DONNÉES:
---+---

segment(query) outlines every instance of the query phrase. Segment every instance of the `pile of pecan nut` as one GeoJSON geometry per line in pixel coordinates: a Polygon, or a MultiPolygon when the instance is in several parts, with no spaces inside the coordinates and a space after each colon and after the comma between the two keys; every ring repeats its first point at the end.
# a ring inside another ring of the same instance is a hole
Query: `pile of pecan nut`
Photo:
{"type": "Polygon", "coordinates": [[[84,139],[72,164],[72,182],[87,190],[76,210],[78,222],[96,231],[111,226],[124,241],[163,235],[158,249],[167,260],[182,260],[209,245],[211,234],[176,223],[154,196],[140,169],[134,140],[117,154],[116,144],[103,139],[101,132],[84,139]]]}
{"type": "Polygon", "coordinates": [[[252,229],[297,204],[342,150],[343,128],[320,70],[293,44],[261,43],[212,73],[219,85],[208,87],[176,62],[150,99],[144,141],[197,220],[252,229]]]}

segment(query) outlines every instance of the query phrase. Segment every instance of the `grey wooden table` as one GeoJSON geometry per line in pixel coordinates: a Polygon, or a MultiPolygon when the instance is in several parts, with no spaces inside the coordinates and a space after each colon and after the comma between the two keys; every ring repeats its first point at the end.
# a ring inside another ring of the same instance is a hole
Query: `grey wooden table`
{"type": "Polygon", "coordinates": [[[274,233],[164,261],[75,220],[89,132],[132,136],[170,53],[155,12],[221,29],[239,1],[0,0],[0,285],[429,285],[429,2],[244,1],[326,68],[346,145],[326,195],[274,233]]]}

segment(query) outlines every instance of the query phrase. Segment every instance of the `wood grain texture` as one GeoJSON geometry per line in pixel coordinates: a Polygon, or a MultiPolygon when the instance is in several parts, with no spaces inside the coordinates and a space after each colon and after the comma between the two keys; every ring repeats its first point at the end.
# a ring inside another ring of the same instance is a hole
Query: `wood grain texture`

---+---

CONSIGNE: Renvoie toutes les lignes des données ci-dessus qui contiennent la chaîne « grain ». Tiens compte des majuscules et des minuscules.

RÉPONSE ÉCRITE:
segment(query) outlines every instance of the query phrase. Segment every instance of the `wood grain texture` as one GeoJSON geometry per line in pixel coordinates: a Polygon, or a MultiPolygon when the instance is in several parts, with no spaces inside the coordinates and a space after each colon and after the comma between the two keys; every ring repeats its first point at the end.
Query: `wood grain texture`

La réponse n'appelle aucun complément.